--- Start of Record excerpts ---

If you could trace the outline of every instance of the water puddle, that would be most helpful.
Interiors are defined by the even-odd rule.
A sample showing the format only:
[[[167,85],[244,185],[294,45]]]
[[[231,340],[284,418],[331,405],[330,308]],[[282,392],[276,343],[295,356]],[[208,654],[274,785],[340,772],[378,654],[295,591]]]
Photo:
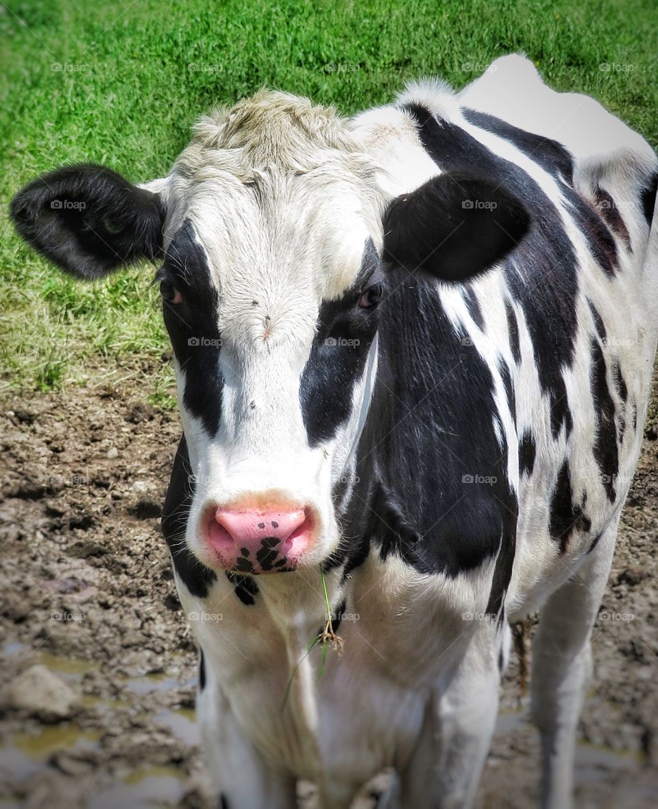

--- End of Record excerpts ---

> Set task:
Rewrite the entries above, changing each "water puddle" to "mud puddle" and leaving everything else as it is. Please omit the pictures from your answer.

> Written response:
If you could trace the outline of every instance of the mud puddle, that would be most helpful.
Interiors are defined by the even-odd rule.
A sample showing the format only:
[[[167,85],[244,185],[294,45]]]
[[[231,340],[284,418],[331,405],[330,308]],[[282,392],[276,343],[295,356]],[[208,654],[274,785],[340,772],[378,654],[295,591]]]
Photo:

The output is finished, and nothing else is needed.